START Page extract

Zulip Chat Archive

Stream: new members

Topic: Why does synthesizing Membership instance often fail?

aron (May 18 2025 at 21:09):

I have a long piece of code with a lot of different Membership instances between a bunch of different types. I know this isn't recommended, but it fits my domain anyway. But either way I only have one instance between any two types and I always explicitly specify my types so it should never be ambiguous which types I'm referring to in a a ∈ b expression. But even then, I often get errors like

failed to synthesize
  Membership A B

even though I do have a Membership instance defined between A and B.

Things work when I specify the instance by name, like instMembershipAB.mem b a but if that works why can Lean often not find the membership instance on its own?

Kevin Buzzard (May 18 2025 at 21:43):

#mwe ?

Kyle Miller (May 18 2025 at 22:29):

It's not just not recommended, but incorrect to define multiple Membership instances.

The type α is an outParam, which means you must ensure that your instances satisfy the constraint that for any given γ there is at most α (in other words, among all the instances, γ determines α). Lean assumes you are satisfying this constraint.

class Membership (α : outParam (Type u)) (γ : Type v) where
  /-- The membership relation `a ∈ s : Prop` where `a : α`, `s : γ`. -/
  mem : γ → α → Prop

Kevin Buzzard (May 19 2025 at 04:07):

(typo: at most one α)

aron (May 19 2025 at 08:20):

Kevin Buzzard said:

#mwe ?

I wasn't sure how complicated a #mwe I'd need to reproduce this issue but turns out not very complicated at all:

inductive A
inductive B

inductive Container
  | a (contents : A)
  | b (contents : B)

instance : Membership A Container where
  mem container item :=
    match container with
    | .a contents => item = contents
    | .b _contents => False

instance : Membership B Container where
  mem container item :=
    match container with
    | .a _contents => False
    | .b contents => item = contents

def testA (container : Container) (a : A) (_h : a ∈ container) := ()

/-- Doesn't work :( -/
def testB (container : Container) (b : B) (_h : b ∈ container) := ()

/-- Referencing instance explicitly does work -/
def testB' (container : Container) (b : B) (_h : instMembershipBContainer.mem container b) := ()

aron (May 19 2025 at 08:24):

Kyle Miller said:

The type α is an outParam, which means you must ensure that your instances satisfy the constraint that for any given γ there is at most α (in other words, among all the instances, γ determines α). Lean assumes you are satisfying this constraint.

END Page extract

- **Directions**:
**1.** In the forum thread, which definition in aron's minimal example is marked as not working?
**2.** Report every line of the entries that contains the word "shirt".

START Data section

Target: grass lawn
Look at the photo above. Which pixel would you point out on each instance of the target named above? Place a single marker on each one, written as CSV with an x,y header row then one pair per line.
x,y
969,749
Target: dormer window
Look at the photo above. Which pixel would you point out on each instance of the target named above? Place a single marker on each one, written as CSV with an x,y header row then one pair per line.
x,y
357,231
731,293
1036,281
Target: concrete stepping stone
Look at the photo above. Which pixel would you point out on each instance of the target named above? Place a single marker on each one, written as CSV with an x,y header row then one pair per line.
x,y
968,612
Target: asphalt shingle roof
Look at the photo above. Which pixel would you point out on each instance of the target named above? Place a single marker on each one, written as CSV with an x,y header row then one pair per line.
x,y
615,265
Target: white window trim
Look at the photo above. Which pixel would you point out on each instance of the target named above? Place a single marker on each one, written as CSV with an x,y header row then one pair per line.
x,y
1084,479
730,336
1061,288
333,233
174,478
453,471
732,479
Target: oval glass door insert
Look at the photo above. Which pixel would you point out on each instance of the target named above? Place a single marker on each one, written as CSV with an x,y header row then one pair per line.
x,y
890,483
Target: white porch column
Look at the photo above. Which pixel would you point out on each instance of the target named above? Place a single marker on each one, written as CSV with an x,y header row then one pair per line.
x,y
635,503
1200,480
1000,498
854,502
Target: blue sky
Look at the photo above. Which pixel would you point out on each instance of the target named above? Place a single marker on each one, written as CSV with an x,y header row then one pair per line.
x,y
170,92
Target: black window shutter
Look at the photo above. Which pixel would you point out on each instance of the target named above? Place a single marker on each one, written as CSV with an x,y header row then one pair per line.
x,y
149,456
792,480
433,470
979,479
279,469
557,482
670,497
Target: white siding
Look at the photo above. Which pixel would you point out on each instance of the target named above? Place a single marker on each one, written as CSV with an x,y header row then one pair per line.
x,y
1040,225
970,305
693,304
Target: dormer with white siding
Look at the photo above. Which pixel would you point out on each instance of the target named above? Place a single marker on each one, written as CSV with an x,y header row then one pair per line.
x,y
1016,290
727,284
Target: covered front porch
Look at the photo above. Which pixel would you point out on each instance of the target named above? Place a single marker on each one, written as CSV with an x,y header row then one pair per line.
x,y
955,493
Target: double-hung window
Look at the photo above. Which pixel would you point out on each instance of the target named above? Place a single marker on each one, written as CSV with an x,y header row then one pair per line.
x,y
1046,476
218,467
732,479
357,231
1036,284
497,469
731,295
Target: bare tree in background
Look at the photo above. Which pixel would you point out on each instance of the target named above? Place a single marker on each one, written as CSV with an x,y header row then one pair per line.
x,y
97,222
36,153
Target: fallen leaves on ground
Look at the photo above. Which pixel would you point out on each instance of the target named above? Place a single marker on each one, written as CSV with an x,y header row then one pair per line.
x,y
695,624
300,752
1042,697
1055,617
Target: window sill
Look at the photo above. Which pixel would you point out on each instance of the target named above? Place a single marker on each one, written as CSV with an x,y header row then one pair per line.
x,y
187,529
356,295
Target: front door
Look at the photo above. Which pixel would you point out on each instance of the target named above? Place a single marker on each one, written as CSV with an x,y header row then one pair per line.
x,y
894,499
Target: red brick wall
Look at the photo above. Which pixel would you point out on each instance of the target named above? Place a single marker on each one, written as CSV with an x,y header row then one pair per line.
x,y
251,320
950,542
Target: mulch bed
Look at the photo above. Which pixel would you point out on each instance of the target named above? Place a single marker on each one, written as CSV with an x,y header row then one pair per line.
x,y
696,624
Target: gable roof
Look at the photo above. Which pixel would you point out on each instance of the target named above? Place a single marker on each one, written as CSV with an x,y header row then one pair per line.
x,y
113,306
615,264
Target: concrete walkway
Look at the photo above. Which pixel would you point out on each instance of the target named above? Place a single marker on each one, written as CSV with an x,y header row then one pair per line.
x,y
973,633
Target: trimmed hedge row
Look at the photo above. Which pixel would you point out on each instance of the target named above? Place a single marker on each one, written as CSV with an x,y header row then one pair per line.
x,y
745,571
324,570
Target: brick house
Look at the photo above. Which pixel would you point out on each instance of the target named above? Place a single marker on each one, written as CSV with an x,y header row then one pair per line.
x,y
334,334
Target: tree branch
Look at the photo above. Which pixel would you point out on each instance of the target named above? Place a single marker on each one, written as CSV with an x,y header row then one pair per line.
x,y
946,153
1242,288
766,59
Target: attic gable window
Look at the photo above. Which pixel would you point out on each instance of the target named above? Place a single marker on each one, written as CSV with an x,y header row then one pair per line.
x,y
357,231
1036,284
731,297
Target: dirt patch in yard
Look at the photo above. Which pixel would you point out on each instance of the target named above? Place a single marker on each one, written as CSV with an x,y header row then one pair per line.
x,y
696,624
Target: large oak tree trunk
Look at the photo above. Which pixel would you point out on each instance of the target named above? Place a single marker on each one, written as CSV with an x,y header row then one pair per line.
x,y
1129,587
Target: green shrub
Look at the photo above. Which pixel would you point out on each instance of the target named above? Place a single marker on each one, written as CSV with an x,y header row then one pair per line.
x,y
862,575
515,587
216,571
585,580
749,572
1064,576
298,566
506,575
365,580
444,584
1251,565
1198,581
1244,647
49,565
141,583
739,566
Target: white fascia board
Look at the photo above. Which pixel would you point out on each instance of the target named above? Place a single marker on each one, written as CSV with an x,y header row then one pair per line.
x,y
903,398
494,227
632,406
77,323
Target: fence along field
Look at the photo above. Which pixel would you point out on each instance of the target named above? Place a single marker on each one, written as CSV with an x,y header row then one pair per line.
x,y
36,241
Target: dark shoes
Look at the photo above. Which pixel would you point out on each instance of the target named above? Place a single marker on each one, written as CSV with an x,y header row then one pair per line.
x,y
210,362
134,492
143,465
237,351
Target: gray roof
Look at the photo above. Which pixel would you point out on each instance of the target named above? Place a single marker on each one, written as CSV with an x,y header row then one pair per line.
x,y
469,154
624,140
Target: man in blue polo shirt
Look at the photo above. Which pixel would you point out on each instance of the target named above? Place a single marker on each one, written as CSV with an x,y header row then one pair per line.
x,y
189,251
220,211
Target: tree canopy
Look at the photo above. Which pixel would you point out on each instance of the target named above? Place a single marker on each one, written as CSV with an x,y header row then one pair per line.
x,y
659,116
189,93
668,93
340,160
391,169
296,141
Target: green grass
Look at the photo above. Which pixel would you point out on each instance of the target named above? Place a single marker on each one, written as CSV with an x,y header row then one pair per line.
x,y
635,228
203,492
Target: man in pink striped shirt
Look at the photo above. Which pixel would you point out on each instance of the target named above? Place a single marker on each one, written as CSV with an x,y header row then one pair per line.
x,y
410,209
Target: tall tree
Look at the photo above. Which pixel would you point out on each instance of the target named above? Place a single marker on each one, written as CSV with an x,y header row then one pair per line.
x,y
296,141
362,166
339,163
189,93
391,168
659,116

END Data section

- **Full answers**:
**1.** testB

**2.**
Target: man in blue polo shirt
Target: man in pink striped shirt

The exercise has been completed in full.